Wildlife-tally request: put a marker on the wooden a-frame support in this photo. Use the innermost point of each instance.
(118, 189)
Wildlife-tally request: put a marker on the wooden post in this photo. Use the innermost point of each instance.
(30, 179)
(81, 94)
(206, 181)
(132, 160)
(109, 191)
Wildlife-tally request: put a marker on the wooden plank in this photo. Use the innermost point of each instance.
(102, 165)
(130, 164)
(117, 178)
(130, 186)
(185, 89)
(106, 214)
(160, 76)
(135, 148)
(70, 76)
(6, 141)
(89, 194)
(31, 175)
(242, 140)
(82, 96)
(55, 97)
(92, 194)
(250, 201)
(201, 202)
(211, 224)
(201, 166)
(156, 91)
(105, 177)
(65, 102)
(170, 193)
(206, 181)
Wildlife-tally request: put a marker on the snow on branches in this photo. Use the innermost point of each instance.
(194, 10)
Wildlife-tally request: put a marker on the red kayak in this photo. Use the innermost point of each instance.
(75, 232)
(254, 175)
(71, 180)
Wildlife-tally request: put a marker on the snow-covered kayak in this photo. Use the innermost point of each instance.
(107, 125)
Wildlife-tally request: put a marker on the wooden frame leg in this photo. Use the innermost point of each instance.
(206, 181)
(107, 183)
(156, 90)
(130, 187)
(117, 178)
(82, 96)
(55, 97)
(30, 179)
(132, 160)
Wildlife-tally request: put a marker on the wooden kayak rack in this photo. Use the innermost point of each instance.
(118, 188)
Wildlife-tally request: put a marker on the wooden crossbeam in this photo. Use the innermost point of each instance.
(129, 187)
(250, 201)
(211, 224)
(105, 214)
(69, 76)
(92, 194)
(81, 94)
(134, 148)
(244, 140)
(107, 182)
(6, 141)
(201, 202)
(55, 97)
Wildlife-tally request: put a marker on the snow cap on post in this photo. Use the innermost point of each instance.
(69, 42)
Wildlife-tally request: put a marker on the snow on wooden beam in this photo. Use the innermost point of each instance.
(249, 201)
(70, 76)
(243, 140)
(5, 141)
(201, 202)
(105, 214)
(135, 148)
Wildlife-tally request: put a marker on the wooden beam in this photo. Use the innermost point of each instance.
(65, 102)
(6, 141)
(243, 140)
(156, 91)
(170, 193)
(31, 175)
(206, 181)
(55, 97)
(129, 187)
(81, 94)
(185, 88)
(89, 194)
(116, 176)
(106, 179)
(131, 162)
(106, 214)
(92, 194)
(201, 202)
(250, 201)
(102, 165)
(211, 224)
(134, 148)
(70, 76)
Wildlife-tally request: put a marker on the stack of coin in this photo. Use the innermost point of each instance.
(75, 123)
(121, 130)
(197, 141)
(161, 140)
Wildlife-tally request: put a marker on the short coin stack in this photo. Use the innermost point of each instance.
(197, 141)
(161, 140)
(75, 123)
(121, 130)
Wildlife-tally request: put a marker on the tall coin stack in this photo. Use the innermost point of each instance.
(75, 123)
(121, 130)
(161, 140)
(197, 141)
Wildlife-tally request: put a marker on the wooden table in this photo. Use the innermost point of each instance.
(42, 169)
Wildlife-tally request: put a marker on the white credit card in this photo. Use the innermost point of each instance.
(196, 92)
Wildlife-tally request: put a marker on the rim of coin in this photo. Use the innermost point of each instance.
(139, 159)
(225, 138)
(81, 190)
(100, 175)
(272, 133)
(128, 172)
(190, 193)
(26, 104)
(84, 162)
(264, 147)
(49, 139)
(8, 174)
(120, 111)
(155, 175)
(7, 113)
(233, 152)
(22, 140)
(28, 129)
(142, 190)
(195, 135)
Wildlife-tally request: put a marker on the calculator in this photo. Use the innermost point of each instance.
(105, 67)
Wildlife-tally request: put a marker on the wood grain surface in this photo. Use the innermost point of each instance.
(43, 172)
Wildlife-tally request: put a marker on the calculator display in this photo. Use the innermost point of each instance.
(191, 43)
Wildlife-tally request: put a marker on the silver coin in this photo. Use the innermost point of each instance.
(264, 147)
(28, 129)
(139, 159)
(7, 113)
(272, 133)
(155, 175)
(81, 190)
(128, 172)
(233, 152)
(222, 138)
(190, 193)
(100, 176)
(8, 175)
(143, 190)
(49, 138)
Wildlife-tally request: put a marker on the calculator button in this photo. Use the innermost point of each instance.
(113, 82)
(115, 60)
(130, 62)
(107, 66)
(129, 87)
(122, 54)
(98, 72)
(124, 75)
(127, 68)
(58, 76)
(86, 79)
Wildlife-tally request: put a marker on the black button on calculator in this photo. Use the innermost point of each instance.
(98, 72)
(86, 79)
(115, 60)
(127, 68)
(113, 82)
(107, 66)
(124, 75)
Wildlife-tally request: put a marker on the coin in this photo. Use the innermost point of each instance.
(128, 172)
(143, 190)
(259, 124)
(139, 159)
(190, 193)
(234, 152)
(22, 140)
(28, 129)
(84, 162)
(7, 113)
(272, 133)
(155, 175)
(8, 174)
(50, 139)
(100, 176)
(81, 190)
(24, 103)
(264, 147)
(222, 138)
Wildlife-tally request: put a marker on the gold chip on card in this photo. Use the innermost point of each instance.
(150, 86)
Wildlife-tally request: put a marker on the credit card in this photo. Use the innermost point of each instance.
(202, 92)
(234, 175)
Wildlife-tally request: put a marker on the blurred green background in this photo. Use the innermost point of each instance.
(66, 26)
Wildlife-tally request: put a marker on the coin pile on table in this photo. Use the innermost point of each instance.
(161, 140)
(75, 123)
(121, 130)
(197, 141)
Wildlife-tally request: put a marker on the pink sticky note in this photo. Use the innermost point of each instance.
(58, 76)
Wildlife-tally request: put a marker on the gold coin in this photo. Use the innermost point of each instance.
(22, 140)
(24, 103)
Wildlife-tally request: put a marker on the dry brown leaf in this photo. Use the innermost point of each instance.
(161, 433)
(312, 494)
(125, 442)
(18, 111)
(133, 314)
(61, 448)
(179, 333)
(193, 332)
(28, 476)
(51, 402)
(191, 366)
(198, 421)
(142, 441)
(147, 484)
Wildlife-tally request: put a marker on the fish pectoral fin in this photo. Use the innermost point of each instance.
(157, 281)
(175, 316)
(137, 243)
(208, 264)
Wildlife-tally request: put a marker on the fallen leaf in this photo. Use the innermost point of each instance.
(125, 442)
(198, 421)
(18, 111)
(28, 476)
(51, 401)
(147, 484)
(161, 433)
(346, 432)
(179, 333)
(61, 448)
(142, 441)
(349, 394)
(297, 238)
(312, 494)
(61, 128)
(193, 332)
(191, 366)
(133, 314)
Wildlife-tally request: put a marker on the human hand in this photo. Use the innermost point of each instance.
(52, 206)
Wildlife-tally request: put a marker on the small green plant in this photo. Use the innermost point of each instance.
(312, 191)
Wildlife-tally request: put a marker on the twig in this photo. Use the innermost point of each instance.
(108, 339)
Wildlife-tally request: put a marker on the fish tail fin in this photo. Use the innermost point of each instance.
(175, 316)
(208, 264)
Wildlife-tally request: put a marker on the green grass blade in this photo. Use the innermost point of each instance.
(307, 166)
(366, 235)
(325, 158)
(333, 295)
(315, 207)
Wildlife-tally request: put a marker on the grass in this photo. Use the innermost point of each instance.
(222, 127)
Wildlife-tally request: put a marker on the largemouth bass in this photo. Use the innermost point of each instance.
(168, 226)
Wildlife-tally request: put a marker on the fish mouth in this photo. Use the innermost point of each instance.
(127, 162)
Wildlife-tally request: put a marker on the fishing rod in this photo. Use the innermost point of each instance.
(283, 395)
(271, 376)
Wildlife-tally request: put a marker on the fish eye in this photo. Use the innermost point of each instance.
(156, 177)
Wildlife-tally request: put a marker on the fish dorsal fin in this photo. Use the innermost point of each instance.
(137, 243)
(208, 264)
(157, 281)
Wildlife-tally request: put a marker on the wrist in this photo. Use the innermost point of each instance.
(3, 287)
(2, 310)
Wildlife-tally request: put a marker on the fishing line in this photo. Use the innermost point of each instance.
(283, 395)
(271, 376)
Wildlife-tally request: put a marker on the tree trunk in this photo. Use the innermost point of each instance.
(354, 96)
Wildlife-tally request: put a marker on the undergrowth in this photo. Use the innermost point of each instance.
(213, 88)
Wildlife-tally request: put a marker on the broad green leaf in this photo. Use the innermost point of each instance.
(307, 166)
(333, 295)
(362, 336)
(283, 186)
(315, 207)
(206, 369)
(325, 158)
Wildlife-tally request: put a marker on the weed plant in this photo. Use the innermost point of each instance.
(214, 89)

■ ■ ■

## Exercise details:
Repeat word for word every line from the one that holds "Wildlife-tally request: put a marker on the grass" to the end. Both ends count.

## Output for this task:
Wildlife-tally request: put a marker on the grass in this photo. Use the innermost point of each instance.
(222, 127)
Wildlife-tally request: put a marker on the largemouth bass in this photo. Use the innermost point of each instance.
(168, 226)
Wildlife-tally request: put a marker on the fish mouth in this photo. Use the innermost point of each instance.
(127, 162)
Wildlife-tally request: put a marker on the fishing rod in this photo. Use the innermost point of each instance.
(283, 395)
(271, 376)
Wildlife-tally request: put a marker on the fish eye in this photo. Use the innermost point of each instance.
(156, 177)
Wildlife-tally request: put a marker on the fish dorsal fin in this photo. Use the innermost point of each instance.
(137, 243)
(208, 264)
(157, 281)
Wildlife-tally request: put a marker on the wrist in this photo. Use the innermost point of each instance.
(3, 287)
(2, 310)
Wildlife-tally request: put a marker on the fishing line in this photo. Use the innermost point of each instance.
(283, 395)
(271, 376)
Wildlife-tally request: put a marker on the tree trunk in this photo. Use the innermost point of each instance.
(354, 96)
Wildlife-tally request: put a marker on the undergrowth in this photo. Use the innermost point of each instance.
(213, 88)
Wildlife-tally request: put a marker on the broad green leaf in this photo. Use the innermost point of each instance.
(307, 166)
(333, 295)
(362, 336)
(283, 186)
(315, 207)
(206, 369)
(325, 158)
Wildlife-tally request: put a marker on the weed plant in this photo. Use the innermost point of each instance.
(214, 89)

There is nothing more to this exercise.